------ Data extract

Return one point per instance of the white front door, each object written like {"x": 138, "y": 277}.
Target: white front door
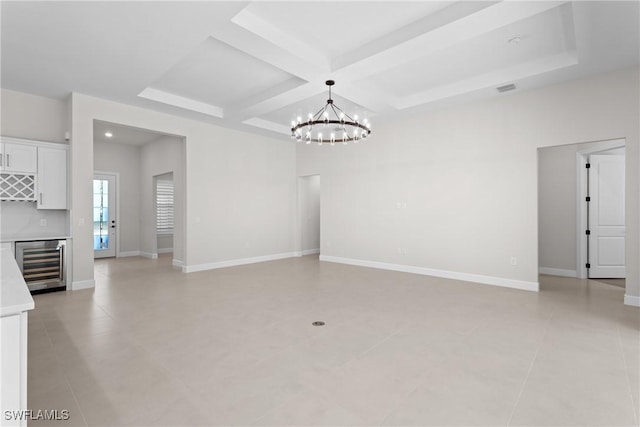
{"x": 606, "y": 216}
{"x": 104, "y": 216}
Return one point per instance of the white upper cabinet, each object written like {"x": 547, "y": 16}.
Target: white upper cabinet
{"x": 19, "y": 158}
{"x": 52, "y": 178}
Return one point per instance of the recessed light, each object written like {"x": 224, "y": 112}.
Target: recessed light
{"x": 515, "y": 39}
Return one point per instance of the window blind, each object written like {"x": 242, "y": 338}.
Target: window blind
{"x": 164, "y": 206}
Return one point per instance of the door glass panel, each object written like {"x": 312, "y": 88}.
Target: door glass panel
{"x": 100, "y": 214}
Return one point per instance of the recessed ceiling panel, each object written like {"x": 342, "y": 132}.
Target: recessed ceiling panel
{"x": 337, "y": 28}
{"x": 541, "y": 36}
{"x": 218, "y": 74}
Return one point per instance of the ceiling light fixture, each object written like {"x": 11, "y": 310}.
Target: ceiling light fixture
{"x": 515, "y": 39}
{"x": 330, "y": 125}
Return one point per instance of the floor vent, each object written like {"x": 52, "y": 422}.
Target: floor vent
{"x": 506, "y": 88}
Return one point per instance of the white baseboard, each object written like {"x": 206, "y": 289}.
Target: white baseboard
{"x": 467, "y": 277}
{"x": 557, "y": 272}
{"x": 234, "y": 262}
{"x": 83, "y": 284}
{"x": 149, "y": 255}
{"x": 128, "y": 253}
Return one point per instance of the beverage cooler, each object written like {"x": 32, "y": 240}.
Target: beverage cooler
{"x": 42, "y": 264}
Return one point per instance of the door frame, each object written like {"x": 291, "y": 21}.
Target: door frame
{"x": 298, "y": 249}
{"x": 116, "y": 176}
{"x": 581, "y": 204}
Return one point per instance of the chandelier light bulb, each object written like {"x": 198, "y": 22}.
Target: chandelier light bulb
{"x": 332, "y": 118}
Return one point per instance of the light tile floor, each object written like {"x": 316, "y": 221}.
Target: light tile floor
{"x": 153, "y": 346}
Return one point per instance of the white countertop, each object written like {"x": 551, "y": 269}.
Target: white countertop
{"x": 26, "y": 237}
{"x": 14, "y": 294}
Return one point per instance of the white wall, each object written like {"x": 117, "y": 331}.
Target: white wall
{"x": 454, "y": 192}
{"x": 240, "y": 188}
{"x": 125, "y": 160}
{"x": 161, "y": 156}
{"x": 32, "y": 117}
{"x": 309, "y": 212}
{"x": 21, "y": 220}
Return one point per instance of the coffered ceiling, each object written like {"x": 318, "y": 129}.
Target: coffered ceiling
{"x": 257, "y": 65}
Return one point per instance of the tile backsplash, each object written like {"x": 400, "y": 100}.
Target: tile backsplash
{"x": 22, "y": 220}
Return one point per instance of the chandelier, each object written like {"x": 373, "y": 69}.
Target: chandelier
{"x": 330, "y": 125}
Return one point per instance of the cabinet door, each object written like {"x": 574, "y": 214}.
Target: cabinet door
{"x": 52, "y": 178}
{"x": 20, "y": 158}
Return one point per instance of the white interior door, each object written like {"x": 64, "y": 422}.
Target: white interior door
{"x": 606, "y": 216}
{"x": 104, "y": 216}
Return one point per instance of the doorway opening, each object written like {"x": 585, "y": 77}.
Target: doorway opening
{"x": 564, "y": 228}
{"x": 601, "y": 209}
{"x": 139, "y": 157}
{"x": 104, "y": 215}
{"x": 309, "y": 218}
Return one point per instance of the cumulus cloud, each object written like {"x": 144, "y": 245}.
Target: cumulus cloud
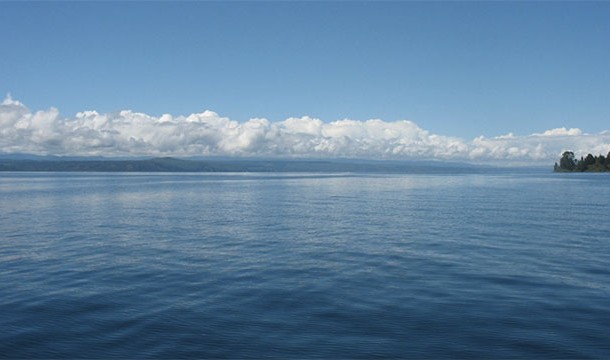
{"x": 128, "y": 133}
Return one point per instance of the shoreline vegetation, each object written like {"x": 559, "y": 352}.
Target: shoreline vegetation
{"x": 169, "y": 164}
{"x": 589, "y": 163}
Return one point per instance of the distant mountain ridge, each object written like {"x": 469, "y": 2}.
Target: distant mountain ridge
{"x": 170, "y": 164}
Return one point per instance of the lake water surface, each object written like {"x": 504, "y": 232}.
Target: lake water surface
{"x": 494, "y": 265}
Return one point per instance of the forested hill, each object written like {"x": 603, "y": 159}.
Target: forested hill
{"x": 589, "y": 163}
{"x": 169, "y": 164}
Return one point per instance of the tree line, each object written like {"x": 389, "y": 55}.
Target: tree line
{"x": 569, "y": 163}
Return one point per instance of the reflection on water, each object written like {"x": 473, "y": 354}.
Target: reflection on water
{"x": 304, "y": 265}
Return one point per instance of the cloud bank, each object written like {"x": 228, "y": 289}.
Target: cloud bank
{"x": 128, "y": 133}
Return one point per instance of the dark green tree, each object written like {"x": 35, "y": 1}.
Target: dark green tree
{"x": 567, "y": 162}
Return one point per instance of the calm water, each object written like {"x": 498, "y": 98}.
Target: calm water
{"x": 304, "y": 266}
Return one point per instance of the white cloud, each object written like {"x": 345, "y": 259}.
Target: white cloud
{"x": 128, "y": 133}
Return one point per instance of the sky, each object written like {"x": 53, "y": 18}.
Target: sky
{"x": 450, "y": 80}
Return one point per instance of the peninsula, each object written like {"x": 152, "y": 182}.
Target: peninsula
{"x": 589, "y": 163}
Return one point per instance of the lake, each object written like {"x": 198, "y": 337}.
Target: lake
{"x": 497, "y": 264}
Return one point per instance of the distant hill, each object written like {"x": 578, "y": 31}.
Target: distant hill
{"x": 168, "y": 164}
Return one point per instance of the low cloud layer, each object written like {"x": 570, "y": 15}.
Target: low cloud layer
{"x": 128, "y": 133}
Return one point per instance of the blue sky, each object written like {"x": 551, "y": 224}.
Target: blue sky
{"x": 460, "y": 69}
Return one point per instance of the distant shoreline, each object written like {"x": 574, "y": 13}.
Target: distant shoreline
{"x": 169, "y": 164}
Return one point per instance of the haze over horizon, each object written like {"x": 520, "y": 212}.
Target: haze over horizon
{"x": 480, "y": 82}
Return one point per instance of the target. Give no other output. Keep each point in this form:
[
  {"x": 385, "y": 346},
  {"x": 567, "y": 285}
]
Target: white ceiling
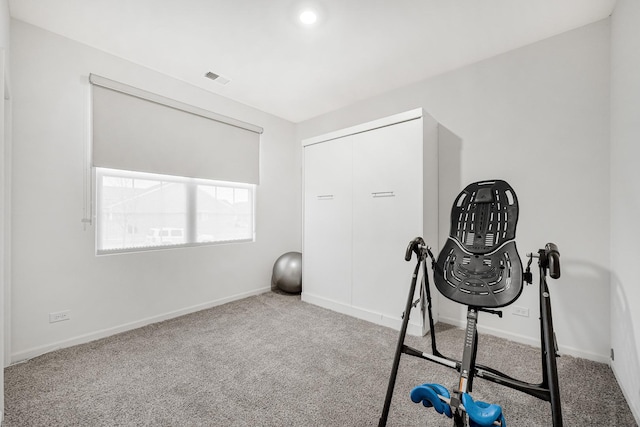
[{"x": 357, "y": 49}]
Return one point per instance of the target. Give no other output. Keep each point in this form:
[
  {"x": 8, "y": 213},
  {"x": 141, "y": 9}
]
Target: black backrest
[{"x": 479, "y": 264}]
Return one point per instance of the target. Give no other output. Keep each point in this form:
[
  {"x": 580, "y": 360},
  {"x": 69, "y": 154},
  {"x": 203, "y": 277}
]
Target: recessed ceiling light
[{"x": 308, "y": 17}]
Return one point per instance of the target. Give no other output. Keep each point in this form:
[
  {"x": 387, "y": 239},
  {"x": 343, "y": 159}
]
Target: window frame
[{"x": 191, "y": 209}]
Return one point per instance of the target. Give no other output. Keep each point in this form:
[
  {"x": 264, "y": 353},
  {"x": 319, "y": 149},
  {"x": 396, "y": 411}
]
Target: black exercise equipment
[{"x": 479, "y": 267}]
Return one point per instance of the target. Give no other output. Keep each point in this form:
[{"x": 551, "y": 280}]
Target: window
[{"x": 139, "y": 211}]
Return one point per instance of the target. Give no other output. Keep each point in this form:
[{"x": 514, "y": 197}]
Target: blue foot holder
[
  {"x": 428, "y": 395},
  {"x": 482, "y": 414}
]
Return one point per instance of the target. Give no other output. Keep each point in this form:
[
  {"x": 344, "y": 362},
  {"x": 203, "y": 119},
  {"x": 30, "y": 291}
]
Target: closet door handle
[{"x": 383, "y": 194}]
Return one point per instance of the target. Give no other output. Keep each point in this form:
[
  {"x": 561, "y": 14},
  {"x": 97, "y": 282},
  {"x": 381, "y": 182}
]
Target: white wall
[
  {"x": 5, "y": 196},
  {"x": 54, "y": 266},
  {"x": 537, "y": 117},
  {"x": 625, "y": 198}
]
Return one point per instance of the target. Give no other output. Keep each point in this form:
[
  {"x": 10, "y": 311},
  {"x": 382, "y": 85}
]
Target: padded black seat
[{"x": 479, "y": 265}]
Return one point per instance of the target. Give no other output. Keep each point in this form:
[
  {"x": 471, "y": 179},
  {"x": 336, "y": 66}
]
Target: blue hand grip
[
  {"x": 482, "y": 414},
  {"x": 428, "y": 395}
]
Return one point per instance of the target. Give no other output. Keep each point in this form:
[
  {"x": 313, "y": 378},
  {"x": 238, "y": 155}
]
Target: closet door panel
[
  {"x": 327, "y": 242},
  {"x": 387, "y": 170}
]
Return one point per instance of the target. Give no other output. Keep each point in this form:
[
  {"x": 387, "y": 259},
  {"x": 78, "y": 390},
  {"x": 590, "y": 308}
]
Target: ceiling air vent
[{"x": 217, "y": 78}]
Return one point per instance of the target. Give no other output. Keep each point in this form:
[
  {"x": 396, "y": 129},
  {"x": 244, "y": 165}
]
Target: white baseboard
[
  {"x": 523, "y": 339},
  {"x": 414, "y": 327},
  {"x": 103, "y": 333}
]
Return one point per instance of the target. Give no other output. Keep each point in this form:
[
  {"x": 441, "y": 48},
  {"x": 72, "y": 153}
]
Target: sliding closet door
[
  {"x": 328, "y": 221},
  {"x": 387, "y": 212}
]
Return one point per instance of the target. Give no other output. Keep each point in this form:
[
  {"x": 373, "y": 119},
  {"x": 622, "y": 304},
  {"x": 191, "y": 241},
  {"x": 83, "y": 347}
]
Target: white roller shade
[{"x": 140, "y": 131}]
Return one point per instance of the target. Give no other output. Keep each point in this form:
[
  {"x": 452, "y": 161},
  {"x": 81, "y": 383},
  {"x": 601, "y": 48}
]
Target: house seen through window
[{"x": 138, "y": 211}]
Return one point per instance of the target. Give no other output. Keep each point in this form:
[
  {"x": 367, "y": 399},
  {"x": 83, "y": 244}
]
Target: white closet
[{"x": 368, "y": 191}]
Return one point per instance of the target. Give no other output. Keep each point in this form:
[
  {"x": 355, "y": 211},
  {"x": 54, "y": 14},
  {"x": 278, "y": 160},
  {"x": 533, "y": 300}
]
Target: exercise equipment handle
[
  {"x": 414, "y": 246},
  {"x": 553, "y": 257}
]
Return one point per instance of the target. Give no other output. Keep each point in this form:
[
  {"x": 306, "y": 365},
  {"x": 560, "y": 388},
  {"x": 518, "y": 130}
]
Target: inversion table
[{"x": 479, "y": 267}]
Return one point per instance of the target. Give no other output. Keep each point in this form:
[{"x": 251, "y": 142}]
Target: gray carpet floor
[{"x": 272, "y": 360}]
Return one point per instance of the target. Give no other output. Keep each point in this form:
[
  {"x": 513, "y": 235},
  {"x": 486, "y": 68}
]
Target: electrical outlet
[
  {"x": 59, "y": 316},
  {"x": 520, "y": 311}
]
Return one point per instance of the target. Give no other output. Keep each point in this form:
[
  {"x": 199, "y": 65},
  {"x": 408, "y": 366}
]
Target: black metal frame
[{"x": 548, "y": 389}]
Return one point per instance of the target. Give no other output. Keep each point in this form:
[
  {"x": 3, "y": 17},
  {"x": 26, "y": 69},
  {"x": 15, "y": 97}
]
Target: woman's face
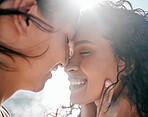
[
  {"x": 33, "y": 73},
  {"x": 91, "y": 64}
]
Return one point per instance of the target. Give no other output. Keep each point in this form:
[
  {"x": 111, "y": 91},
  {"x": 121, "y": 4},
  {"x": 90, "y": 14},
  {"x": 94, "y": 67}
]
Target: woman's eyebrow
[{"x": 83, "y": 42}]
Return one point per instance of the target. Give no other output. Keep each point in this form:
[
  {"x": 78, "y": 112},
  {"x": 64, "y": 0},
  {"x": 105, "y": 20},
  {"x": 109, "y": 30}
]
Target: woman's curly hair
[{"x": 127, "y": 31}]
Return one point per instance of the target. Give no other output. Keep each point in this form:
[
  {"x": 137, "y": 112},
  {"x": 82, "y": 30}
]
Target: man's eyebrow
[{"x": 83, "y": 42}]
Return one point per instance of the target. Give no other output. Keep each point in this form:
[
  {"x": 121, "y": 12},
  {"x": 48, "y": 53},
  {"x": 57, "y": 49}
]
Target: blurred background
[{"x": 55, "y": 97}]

------------

> Required task:
Tally the lines of the records above that contain the string "glass", matching case exactly. Reply with the number alone.

> Problem solution:
2